RECORDS SHOWN>
################

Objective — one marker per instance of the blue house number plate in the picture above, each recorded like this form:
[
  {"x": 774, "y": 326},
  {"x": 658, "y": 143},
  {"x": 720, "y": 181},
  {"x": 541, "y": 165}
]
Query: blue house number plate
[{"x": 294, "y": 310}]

################

WHAT IS BEING ASKED>
Reproduce the material above, substituting "red mailbox" for "blue house number plate" wherever it occurs and leaving everything else unchanged.

FULL OUTPUT>
Objective — one marker per instance of the red mailbox in the picture above, each recorded like this form:
[
  {"x": 774, "y": 326},
  {"x": 658, "y": 143},
  {"x": 720, "y": 181},
  {"x": 541, "y": 165}
]
Query: red mailbox
[{"x": 294, "y": 310}]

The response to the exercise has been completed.